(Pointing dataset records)
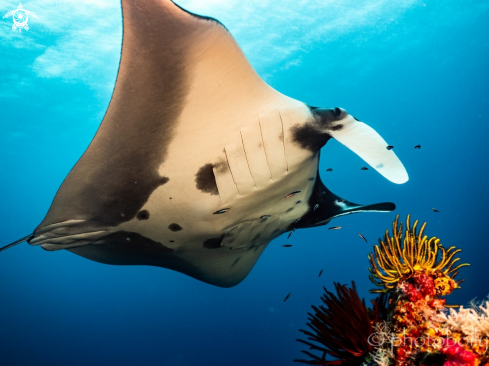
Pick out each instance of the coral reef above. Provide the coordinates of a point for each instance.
(410, 324)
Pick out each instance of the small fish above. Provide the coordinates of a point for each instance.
(361, 236)
(291, 233)
(292, 194)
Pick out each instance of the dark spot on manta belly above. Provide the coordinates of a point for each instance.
(206, 181)
(213, 243)
(143, 215)
(174, 227)
(313, 134)
(309, 136)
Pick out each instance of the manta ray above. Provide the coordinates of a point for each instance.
(198, 164)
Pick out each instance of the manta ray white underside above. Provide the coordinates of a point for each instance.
(198, 164)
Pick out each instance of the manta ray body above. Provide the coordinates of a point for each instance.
(198, 163)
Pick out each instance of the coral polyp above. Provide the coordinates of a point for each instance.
(408, 252)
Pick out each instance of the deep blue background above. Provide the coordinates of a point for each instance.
(418, 74)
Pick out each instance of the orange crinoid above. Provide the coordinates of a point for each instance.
(406, 253)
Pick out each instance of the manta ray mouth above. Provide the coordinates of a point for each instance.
(324, 206)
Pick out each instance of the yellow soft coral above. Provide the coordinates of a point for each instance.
(397, 258)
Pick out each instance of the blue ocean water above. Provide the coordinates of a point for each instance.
(416, 71)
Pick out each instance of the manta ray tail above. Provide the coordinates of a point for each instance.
(25, 238)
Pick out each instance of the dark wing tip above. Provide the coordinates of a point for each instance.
(203, 17)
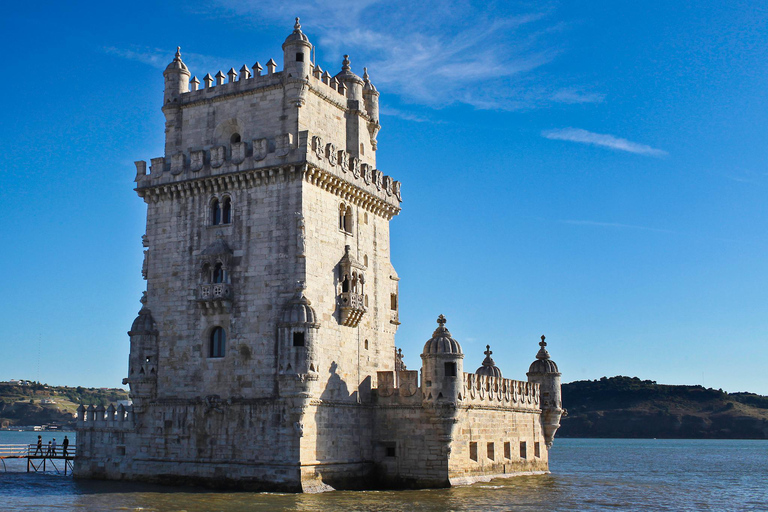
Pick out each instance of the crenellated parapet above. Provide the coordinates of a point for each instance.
(120, 418)
(485, 390)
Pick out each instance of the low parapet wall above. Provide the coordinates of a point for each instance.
(117, 418)
(487, 390)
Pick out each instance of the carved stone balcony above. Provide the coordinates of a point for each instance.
(216, 297)
(352, 307)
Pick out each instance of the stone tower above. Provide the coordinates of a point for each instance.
(263, 356)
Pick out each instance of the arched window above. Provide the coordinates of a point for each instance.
(226, 211)
(348, 220)
(218, 341)
(215, 212)
(345, 284)
(218, 273)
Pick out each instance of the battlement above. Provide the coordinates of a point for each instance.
(276, 157)
(111, 418)
(245, 81)
(403, 388)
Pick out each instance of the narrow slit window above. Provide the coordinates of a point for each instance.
(226, 211)
(215, 212)
(217, 342)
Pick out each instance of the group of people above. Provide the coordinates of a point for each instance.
(51, 452)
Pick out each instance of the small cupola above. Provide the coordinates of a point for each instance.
(297, 53)
(488, 367)
(543, 364)
(177, 65)
(297, 37)
(441, 342)
(299, 312)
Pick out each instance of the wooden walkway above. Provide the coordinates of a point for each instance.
(38, 460)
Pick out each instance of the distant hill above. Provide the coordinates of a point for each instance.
(628, 407)
(32, 403)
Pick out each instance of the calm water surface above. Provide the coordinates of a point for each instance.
(587, 474)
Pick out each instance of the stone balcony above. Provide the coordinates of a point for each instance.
(352, 307)
(216, 297)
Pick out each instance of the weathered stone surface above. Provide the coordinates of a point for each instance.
(264, 353)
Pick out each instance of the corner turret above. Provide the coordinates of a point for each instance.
(297, 53)
(544, 371)
(176, 79)
(442, 366)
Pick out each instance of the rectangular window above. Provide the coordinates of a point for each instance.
(473, 451)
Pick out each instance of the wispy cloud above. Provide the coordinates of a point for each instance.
(602, 139)
(615, 225)
(434, 53)
(160, 58)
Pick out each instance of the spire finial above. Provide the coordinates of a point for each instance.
(543, 354)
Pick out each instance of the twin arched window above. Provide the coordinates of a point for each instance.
(217, 343)
(221, 211)
(345, 218)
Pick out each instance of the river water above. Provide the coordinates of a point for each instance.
(587, 474)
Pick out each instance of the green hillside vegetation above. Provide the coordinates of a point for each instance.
(632, 408)
(23, 405)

• Brief:
Rescale the data starting with the line containing "Pick out each instance of the green" and going on through the end of the data. Write every line in that span out again, text lines included, multiplying each answer coordinate by 1.6 and rounding to whole numbers, halves up.

• Solved exercise:
Pick out each instance of the green hillside vegetation above. Provide the coordinates of a point for each instance.
(1011, 653)
(37, 648)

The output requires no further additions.